Posts Tagged ‘agape’

The 1964 Presidential election was between President Lyndon Baines Johnson (Democrat) and Senator Barry Goldwater (Republican).  Senator Goldwater is considered as one of the founders of the conservatism that we know in our day.  This TV ad was devastating against the Republicans.  It also showed the power of television.  I was age 9 at the time and remember it well: 

The ad makes out Senator Goldwater as a war monger, that if he were elected, would bring about nuclear Armageddon without the ad ever saying so!  If I could vote at age 9, I would have voted for President Johnson.  Watching this ad again I was struck by the voice over by President Johnson:

“These are the stakes: to make a world in which all of God’s children can live, or to go into the dark. We must either love each other. Or we must die.”

Without an explicit statement, those two sentences, with the preceding contrasting images conjure up for me these even starker contrasts: Republicans=war/Democrats=peace; Republicans=darkness/Democrats=light; Republicans=hatred/Democrats=love.

At  age 9, it was clear to me:  President Johnson and the democrats were for “love” and light.  Who would be against that?

Jumping ahead…I had left The Lutheran Church-Missouri Synod (LCMS/conservative) after college and I was a pastor in the Evangelical Lutheran Church in America (ELCA/liberal).  Many ELCA pastors, your scribe included, were fighting against the progressivist push in the ELCA, especially in regards to inclusive language.  “Inclusive language” was the opening salvo to the rewriting of God’s Word regarding the doctrine and practice of marriage between man and woman; but by God’s Word and faithful fellow pastors and Christians, I woke up to the deadly realities of which I was complicit.

An old friend and  colleague  was visiting us.  ‘Brad’ likewise had left the LCMS and he was also a pastor in the ELCA.  I mentioned my  growing notion  of returning to the LCMS.  ‘Brad’ responded, without blinking an eye, “Yeah, the LCMS stands for truth, which is great, but the ELCA stands for love.”  I was taken aback. It is the same dividing of love and truth just as President Johnson had suggested in that commercial forty plus years ago.  I had no response to my friend.  I do now.

First:  I think this division would offend a liberal/progressivist as well because they also believe in truth.

Second:  Where did this come from?  I think it is still with us in the realm of both politics and religion.  I am not suggesting that President Johnson started it, but there is the German word “zeitgeist” that may help to explain this fracture of love and truth.  “Zeitgeist” means “spirit of the age” and not all the “spirits” are from God.  There is something downright devilish in this division because  in this sundering, truth takes the backseat to ‘love’.

* * * * * * * * *

From the post about dividing love and truth, return the passage that begins at the words "An old friend" and stops after "believe in truth.", copied word for word. The lines after this are separate material and have nothing to do with the post.

Raw data =
* * * * * * * * *

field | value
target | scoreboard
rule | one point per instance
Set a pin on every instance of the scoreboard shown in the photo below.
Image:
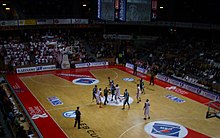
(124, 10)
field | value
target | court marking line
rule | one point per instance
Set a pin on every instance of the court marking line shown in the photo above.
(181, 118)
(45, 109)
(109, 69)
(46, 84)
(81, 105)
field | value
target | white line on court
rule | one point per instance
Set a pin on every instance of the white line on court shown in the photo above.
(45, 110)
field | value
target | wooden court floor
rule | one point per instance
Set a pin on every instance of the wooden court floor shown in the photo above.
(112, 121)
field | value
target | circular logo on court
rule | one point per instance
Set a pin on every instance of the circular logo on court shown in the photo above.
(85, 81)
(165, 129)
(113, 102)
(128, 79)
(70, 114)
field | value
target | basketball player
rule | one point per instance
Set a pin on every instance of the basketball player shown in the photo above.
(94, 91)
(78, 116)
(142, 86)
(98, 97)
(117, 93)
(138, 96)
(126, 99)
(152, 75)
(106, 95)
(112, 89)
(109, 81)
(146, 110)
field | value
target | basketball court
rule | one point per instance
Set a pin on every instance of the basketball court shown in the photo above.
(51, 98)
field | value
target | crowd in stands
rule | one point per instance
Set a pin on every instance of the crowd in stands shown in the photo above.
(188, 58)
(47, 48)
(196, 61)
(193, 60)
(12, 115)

* * * * * * * * *

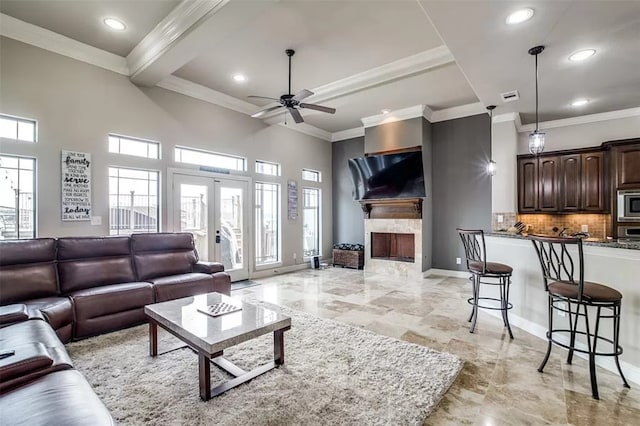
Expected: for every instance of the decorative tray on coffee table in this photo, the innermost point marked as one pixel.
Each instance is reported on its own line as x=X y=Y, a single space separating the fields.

* * * * * * * * *

Exercise response =
An old friend and  colleague  was visiting us.  ‘Brad’ likewise had left the LCMS and he was also a pastor in the ELCA.  I mentioned my  growing notion  of returning to the LCMS.  ‘Brad’ responded, without blinking an eye, “Yeah, the LCMS stands for truth, which is great, but the ELCA stands for love.”  I was taken aback. It is the same dividing of love and truth just as President Johnson had suggested in that commercial forty plus years ago.  I had no response to my friend.  I do now.

First:  I think this division would offend a liberal/progressivist as well because they also believe in truth.